### Input data
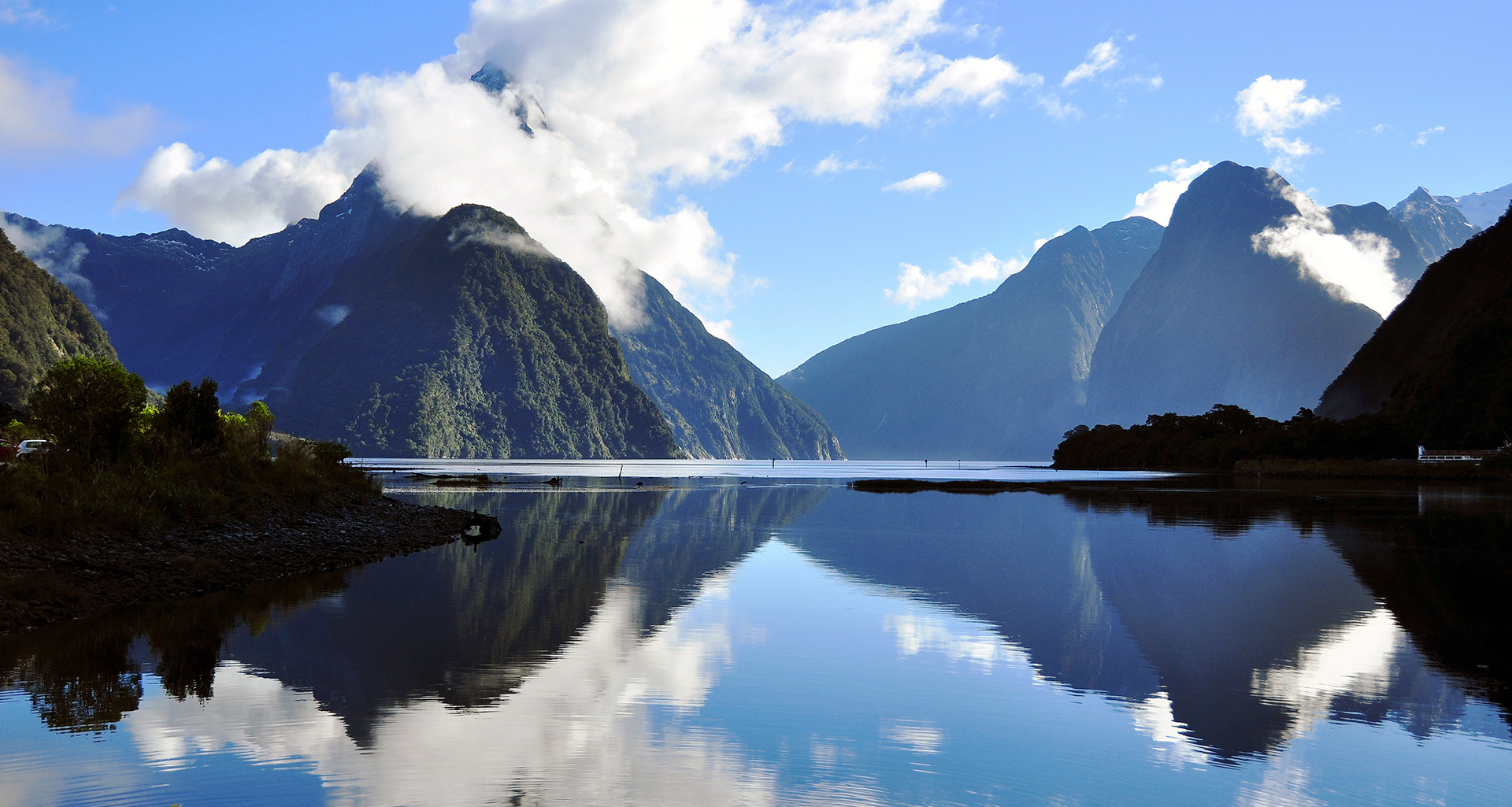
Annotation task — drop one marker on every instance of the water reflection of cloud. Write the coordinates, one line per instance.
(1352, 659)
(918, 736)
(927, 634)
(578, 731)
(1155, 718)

---

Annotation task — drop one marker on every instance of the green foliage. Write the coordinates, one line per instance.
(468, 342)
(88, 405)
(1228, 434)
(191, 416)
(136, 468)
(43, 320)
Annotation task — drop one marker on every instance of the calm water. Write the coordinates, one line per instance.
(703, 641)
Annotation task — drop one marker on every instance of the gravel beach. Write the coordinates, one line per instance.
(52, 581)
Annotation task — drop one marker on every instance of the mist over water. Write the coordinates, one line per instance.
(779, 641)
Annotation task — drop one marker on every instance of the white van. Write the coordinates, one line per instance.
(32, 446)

### To do
Reproduce the lines above verbatim, starting with the line that has "cloud. Write the coordinates, one line per instance." and stopping after the line that has "(1155, 718)".

### Result
Annotation task — drop one marker on every instance of the water reflection of cloud. Write the coordinates, one line per instance.
(1352, 659)
(918, 736)
(927, 634)
(578, 731)
(1155, 718)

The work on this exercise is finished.